**REQUIREMENT**. Please return all lines in the listing holding the word "grey".

"""

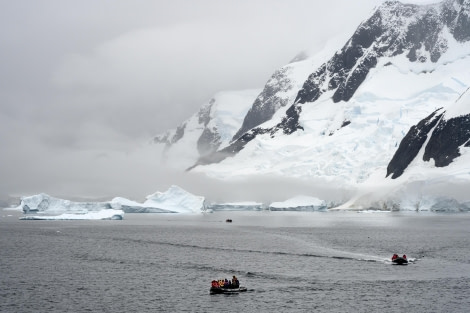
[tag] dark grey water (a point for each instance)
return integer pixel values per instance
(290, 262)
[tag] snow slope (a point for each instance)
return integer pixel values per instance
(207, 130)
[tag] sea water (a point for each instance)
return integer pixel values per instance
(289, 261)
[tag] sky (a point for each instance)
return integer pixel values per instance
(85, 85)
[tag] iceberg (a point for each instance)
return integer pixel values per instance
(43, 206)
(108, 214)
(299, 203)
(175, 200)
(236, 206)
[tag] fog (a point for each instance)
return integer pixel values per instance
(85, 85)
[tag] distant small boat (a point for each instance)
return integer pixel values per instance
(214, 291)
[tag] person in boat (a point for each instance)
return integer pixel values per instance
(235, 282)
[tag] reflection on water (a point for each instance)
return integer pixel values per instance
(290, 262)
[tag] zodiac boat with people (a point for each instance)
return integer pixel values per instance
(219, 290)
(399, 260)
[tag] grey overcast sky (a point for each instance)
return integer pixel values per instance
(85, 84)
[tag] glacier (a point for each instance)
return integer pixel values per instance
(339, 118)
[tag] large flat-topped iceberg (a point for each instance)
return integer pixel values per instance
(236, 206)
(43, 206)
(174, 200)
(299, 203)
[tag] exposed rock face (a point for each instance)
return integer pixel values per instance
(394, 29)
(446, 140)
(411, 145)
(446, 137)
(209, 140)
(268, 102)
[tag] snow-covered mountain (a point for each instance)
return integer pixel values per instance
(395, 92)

"""

**WRITTEN RESPONSE**.
[tag] dark grey water (a point for each instance)
[tag] grey overcast sky (a point for each instance)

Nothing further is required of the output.